══ Dataset records
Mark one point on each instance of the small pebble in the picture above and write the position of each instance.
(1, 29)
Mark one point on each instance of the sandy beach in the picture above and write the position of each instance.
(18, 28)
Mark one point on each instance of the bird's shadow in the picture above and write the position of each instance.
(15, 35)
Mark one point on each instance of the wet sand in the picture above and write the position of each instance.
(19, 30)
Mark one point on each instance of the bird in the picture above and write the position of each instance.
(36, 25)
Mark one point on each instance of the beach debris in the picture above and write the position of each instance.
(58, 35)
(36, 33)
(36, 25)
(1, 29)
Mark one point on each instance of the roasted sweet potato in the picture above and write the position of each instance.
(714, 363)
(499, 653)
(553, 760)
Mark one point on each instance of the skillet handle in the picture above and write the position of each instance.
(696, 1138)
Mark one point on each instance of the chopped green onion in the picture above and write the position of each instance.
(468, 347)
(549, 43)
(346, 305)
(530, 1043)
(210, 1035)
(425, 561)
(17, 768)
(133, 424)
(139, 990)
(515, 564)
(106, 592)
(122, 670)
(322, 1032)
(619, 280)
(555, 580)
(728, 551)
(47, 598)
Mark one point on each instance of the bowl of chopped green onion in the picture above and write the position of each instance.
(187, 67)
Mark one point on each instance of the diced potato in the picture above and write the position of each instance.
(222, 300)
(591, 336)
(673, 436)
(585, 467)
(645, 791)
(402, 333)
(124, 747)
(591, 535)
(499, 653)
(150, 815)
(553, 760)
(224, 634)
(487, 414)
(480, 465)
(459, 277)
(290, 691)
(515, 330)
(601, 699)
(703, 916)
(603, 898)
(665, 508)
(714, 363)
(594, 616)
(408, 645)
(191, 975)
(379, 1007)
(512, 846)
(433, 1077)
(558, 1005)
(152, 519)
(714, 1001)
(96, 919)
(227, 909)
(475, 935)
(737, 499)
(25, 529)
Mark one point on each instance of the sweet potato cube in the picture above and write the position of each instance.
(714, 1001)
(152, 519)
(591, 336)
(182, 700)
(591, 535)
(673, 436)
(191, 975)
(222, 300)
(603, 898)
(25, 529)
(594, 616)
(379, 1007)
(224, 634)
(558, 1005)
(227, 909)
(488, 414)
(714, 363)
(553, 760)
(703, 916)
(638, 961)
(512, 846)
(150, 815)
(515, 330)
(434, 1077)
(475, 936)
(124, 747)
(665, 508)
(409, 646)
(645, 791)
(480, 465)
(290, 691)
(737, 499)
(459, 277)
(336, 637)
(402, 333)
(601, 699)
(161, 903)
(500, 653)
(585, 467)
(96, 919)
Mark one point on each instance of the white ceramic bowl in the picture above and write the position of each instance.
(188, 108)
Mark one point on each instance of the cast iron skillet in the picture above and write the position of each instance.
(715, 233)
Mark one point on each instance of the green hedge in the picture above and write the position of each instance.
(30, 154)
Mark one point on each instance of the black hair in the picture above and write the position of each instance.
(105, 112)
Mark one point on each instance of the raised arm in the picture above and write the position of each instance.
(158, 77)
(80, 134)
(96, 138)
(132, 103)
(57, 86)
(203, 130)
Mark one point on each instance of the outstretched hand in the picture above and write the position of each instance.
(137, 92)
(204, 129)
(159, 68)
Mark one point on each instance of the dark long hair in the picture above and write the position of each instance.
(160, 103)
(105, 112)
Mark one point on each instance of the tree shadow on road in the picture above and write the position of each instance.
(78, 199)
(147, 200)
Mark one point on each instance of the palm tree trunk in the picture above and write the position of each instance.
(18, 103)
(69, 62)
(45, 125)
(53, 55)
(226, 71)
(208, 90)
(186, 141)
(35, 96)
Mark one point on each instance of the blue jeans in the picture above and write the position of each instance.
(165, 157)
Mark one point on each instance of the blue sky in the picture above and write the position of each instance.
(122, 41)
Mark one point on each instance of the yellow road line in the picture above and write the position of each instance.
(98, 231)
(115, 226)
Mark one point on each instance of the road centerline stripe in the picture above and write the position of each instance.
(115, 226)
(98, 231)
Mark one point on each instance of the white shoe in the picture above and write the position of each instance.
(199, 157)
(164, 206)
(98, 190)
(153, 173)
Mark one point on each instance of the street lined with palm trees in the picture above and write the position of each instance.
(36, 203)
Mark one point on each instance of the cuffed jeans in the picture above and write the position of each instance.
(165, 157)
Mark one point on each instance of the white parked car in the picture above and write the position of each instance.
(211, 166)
════
The entries above must be transcribed word for word.

Mark one point on each instance of the small pebble in the picture above and write the position of each instance.
(1, 29)
Mark one point on each instance of the sandy beach in the picture above and write the position of each instance.
(18, 28)
Mark one point on each instance of the bird's shadow in the picture above and write the position of each instance.
(15, 35)
Mark one point on each instance of the wet sand in the picture above and write the position of each instance.
(19, 30)
Mark one point on each instance of the bird in the picture above and write the position of each instance.
(36, 25)
Mark one point on each instance of the beach debris in the picture above and write the position of each instance.
(58, 35)
(36, 33)
(36, 25)
(1, 29)
Mark one point on each instance of the roasted sweet potato in the picture above and write the position of each instance.
(714, 363)
(499, 653)
(553, 760)
Mark one point on each instance of the skillet handle in the picture above and write the position of each instance.
(696, 1138)
Mark one point on each instance of the chopped green onion in the picture above and write the position of each instance.
(468, 347)
(549, 43)
(346, 305)
(530, 1043)
(210, 1035)
(425, 561)
(17, 768)
(133, 424)
(139, 990)
(515, 564)
(106, 592)
(122, 670)
(322, 1032)
(619, 280)
(555, 580)
(728, 551)
(47, 598)
Mark one point on each instance of the bowl of chopped green onion in the picture above and write the position of each instance.
(187, 67)
Mark one point on each instance of the diced potato in the picture above and write the position of each instance.
(222, 300)
(591, 336)
(673, 436)
(585, 467)
(645, 791)
(402, 333)
(124, 747)
(591, 535)
(499, 653)
(150, 815)
(553, 760)
(224, 634)
(487, 414)
(480, 465)
(459, 277)
(290, 691)
(515, 330)
(601, 699)
(703, 916)
(603, 898)
(665, 508)
(714, 363)
(594, 616)
(408, 645)
(191, 975)
(379, 1007)
(512, 846)
(433, 1077)
(558, 1005)
(152, 519)
(714, 1001)
(96, 919)
(227, 909)
(475, 935)
(737, 499)
(25, 529)
Mark one point on each instance of the sweet potato cube in the picture above and write the position of each instance.
(714, 1001)
(152, 519)
(591, 336)
(182, 700)
(591, 535)
(673, 436)
(191, 975)
(222, 300)
(603, 898)
(25, 529)
(594, 616)
(379, 1007)
(224, 634)
(558, 1005)
(227, 909)
(488, 414)
(714, 363)
(553, 760)
(703, 916)
(638, 961)
(512, 846)
(150, 815)
(515, 330)
(434, 1077)
(475, 936)
(124, 747)
(665, 508)
(409, 646)
(645, 791)
(480, 465)
(290, 691)
(737, 499)
(459, 277)
(336, 637)
(402, 333)
(601, 699)
(161, 903)
(500, 653)
(585, 467)
(96, 919)
Mark one point on each instance of the white ceramic bowl in the picture above and write the position of each instance.
(188, 108)
Mark one point on each instance of the cast iron skillet in the picture above and write the position of each instance.
(715, 233)
Mark one point on each instance of the green hedge in the picture above and write the position of each instance.
(30, 154)
Mark one point on each instance of the black hair in the picture above and write the position of each instance.
(105, 112)
Mark one point on each instance of the raised arm in the picture above and write the position of each instance.
(158, 77)
(80, 134)
(96, 138)
(132, 103)
(57, 86)
(203, 130)
Mark one point on each instance of the outstretched hand in the picture above and write the position of each instance.
(137, 92)
(204, 129)
(159, 68)
Mark one point on each instance of the dark long hair in the picture above and write the position of each instance.
(160, 103)
(105, 112)
Mark one point on each instance of the tree shadow on road in the picture above and write the position of each instance.
(78, 199)
(147, 200)
Mark one point on each instance of the palm tree trunk in the picture above and write the position of each instance.
(18, 103)
(69, 62)
(45, 125)
(53, 55)
(226, 71)
(208, 90)
(186, 141)
(35, 96)
Mark one point on each instance of the blue jeans in the picture above and write the position of each instance.
(165, 157)
Mark one point on each instance of the blue sky in the picture above and write the position of each instance.
(122, 41)
Mark one point on each instance of the yellow road line in the picture above and write the position of each instance.
(98, 231)
(115, 226)
Mark one point on each instance of the road centerline stripe in the picture above and write the position of each instance.
(115, 226)
(98, 231)
Mark one point on each instance of the white shoe in the picture above and write the position of each instance.
(199, 157)
(164, 206)
(98, 190)
(153, 173)
Mark one point on each instance of the street lined with palm trees in the picture above and write the position of each instance.
(36, 203)
Mark one point on each instance of the cuffed jeans in the picture above and write the position of each instance.
(165, 157)
Mark one point on each instance of the white parked car in the picture above and write the position of each instance.
(211, 166)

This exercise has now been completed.